• TASK:
Output every line below exactly.

==============================

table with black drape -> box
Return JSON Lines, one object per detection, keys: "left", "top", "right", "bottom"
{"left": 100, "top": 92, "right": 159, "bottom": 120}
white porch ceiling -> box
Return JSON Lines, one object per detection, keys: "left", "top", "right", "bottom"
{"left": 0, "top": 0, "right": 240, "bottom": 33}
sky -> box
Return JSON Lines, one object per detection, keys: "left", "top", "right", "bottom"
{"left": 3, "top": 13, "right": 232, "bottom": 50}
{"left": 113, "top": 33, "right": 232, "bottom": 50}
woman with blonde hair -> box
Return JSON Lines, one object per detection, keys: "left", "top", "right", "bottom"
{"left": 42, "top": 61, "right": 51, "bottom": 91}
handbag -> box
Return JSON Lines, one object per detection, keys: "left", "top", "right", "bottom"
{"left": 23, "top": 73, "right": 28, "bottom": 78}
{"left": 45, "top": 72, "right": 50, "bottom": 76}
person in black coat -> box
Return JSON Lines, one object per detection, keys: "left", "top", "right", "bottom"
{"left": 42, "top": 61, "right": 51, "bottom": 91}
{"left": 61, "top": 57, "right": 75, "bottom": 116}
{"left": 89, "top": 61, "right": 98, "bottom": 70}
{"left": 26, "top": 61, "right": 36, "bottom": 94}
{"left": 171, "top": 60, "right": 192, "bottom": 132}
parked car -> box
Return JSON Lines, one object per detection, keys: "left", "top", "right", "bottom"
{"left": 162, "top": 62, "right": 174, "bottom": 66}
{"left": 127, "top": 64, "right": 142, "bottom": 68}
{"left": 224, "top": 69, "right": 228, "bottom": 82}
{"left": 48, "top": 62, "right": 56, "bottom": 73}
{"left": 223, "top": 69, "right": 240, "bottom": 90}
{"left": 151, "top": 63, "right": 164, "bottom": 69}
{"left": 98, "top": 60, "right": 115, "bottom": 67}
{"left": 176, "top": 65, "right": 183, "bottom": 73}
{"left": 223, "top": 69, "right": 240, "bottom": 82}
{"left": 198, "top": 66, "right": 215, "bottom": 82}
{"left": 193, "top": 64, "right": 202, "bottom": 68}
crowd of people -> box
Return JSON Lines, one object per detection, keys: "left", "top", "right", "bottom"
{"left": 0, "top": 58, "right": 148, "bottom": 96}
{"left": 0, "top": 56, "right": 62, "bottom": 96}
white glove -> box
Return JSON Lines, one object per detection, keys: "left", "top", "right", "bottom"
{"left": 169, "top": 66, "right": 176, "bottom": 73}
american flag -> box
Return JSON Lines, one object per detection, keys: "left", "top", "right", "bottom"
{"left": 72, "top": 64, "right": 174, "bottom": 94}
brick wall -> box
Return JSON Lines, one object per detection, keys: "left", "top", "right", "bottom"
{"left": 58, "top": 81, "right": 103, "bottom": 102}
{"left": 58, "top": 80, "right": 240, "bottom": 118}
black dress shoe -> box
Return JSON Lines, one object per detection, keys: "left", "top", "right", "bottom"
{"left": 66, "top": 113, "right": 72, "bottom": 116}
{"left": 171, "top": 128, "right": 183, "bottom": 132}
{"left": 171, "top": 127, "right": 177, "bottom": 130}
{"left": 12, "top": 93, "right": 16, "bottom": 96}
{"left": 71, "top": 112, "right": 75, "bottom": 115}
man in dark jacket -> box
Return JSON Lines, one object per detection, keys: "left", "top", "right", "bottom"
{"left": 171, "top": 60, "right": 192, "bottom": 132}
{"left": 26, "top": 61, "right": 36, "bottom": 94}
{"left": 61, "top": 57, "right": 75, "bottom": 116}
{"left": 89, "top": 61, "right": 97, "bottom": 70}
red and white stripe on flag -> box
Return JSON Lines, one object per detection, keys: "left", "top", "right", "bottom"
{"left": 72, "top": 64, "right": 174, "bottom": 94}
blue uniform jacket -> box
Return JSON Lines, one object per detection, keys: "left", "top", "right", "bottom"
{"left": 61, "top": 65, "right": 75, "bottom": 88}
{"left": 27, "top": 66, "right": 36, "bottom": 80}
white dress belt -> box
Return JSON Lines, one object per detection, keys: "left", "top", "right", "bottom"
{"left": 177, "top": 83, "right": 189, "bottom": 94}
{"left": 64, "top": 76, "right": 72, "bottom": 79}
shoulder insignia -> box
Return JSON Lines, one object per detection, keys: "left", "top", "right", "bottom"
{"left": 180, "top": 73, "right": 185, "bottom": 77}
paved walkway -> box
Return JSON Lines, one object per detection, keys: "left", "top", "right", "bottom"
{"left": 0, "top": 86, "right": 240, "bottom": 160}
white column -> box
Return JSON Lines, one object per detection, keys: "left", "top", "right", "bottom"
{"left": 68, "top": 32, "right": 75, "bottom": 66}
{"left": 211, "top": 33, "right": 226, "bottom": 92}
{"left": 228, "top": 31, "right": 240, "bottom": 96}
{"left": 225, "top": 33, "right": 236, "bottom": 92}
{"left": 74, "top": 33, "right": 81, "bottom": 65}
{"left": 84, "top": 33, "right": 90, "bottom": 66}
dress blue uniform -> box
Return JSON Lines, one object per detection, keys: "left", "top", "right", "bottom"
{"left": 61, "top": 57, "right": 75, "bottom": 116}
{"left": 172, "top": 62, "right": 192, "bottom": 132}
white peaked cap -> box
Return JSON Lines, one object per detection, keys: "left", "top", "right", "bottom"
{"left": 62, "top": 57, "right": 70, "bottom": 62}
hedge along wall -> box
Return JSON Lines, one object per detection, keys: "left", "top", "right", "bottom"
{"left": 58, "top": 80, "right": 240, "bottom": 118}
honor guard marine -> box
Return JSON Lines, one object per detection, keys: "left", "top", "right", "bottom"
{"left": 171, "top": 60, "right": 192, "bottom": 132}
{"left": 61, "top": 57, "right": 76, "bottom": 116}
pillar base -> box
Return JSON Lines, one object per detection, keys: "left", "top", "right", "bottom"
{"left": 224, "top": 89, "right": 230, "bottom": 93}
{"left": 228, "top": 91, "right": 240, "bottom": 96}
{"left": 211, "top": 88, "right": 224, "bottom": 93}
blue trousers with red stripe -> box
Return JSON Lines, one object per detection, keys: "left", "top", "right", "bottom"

==============================

• SOLUTION BELOW:
table with black drape -> box
Return JSON Lines, one object per detection, keys: "left", "top", "right", "bottom"
{"left": 100, "top": 92, "right": 159, "bottom": 120}
white porch ceiling -> box
Return JSON Lines, one object per detection, keys: "left", "top", "right", "bottom"
{"left": 0, "top": 0, "right": 240, "bottom": 33}
sky -> box
Return JSON Lines, one object per detection, keys: "left", "top", "right", "bottom"
{"left": 3, "top": 13, "right": 232, "bottom": 50}
{"left": 113, "top": 33, "right": 232, "bottom": 50}
woman with blonde hair -> box
Return JSON Lines, one object per detection, keys: "left", "top", "right", "bottom"
{"left": 42, "top": 61, "right": 51, "bottom": 91}
handbag -> box
Return JSON Lines, one object per detection, keys: "left", "top", "right", "bottom"
{"left": 23, "top": 73, "right": 28, "bottom": 78}
{"left": 45, "top": 72, "right": 50, "bottom": 76}
person in black coat -> box
Return JSON Lines, one object per detection, keys: "left", "top", "right", "bottom"
{"left": 42, "top": 61, "right": 51, "bottom": 91}
{"left": 61, "top": 57, "right": 75, "bottom": 116}
{"left": 89, "top": 61, "right": 98, "bottom": 70}
{"left": 26, "top": 61, "right": 36, "bottom": 94}
{"left": 171, "top": 60, "right": 192, "bottom": 132}
parked car -> box
Return JSON Lines, one object per detection, keys: "left", "top", "right", "bottom"
{"left": 162, "top": 62, "right": 174, "bottom": 66}
{"left": 127, "top": 64, "right": 142, "bottom": 68}
{"left": 224, "top": 69, "right": 228, "bottom": 82}
{"left": 48, "top": 62, "right": 56, "bottom": 73}
{"left": 223, "top": 69, "right": 240, "bottom": 90}
{"left": 151, "top": 63, "right": 164, "bottom": 69}
{"left": 98, "top": 60, "right": 115, "bottom": 67}
{"left": 176, "top": 65, "right": 183, "bottom": 73}
{"left": 223, "top": 69, "right": 240, "bottom": 82}
{"left": 198, "top": 66, "right": 215, "bottom": 82}
{"left": 193, "top": 64, "right": 202, "bottom": 68}
crowd of people -> box
Return JSON Lines, one object per detection, keys: "left", "top", "right", "bottom"
{"left": 0, "top": 58, "right": 148, "bottom": 96}
{"left": 0, "top": 56, "right": 62, "bottom": 96}
white glove -> box
Return JSON Lines, one object per detection, keys: "left", "top", "right", "bottom"
{"left": 169, "top": 66, "right": 176, "bottom": 73}
american flag -> box
Return JSON Lines, one object per detection, keys: "left", "top", "right", "bottom"
{"left": 72, "top": 64, "right": 174, "bottom": 94}
brick wall -> box
Return JSON Lines, one object per detection, keys: "left", "top", "right", "bottom"
{"left": 58, "top": 81, "right": 103, "bottom": 102}
{"left": 58, "top": 80, "right": 240, "bottom": 118}
black dress shoe -> box
Return JSON Lines, one object per detection, keys: "left", "top", "right", "bottom"
{"left": 66, "top": 113, "right": 72, "bottom": 116}
{"left": 171, "top": 128, "right": 183, "bottom": 132}
{"left": 171, "top": 127, "right": 177, "bottom": 130}
{"left": 12, "top": 93, "right": 16, "bottom": 96}
{"left": 71, "top": 112, "right": 75, "bottom": 115}
man in dark jacket -> box
Return JSON Lines, one object per detection, keys: "left", "top", "right", "bottom"
{"left": 171, "top": 60, "right": 192, "bottom": 132}
{"left": 26, "top": 61, "right": 36, "bottom": 94}
{"left": 61, "top": 57, "right": 75, "bottom": 116}
{"left": 89, "top": 61, "right": 97, "bottom": 70}
red and white stripe on flag -> box
Return JSON Lines, one object per detection, keys: "left", "top", "right", "bottom"
{"left": 72, "top": 64, "right": 174, "bottom": 94}
blue uniform jacket -> box
Return JSON Lines, one object per detection, keys: "left", "top", "right", "bottom"
{"left": 61, "top": 65, "right": 75, "bottom": 88}
{"left": 27, "top": 66, "right": 36, "bottom": 80}
white dress belt -> box
Return JSON Lines, one object per detection, keys: "left", "top", "right", "bottom"
{"left": 177, "top": 83, "right": 189, "bottom": 94}
{"left": 64, "top": 76, "right": 72, "bottom": 79}
shoulder insignia -> box
Return JSON Lines, one object per detection, keys: "left", "top", "right", "bottom"
{"left": 180, "top": 73, "right": 185, "bottom": 77}
paved walkway -> box
Return JSON Lines, one object per detection, keys: "left", "top", "right", "bottom"
{"left": 0, "top": 86, "right": 240, "bottom": 160}
white column -> box
Return JSON Lines, one object per detection, keys: "left", "top", "right", "bottom"
{"left": 68, "top": 32, "right": 75, "bottom": 66}
{"left": 211, "top": 33, "right": 226, "bottom": 92}
{"left": 228, "top": 31, "right": 240, "bottom": 96}
{"left": 225, "top": 33, "right": 236, "bottom": 92}
{"left": 74, "top": 33, "right": 81, "bottom": 65}
{"left": 84, "top": 33, "right": 90, "bottom": 66}
dress blue uniform -> box
Return JSON Lines, one object per detection, keys: "left", "top", "right", "bottom"
{"left": 61, "top": 57, "right": 75, "bottom": 116}
{"left": 172, "top": 62, "right": 192, "bottom": 132}
white peaked cap -> box
Return JSON Lines, one object per detection, keys: "left", "top", "right", "bottom"
{"left": 62, "top": 57, "right": 70, "bottom": 62}
hedge along wall -> box
Return JSON Lines, one object per detection, keys: "left", "top", "right", "bottom"
{"left": 58, "top": 80, "right": 240, "bottom": 118}
honor guard marine -> box
Return JSON Lines, one object per detection, keys: "left", "top", "right", "bottom"
{"left": 171, "top": 60, "right": 192, "bottom": 132}
{"left": 61, "top": 57, "right": 76, "bottom": 116}
pillar base -> box
Return JSON Lines, one object per detection, keys: "left", "top", "right", "bottom"
{"left": 224, "top": 89, "right": 230, "bottom": 93}
{"left": 228, "top": 91, "right": 240, "bottom": 96}
{"left": 211, "top": 88, "right": 224, "bottom": 93}
blue trousers with red stripe -> box
Return JSON Lines, one object per detection, keys: "left", "top", "right", "bottom"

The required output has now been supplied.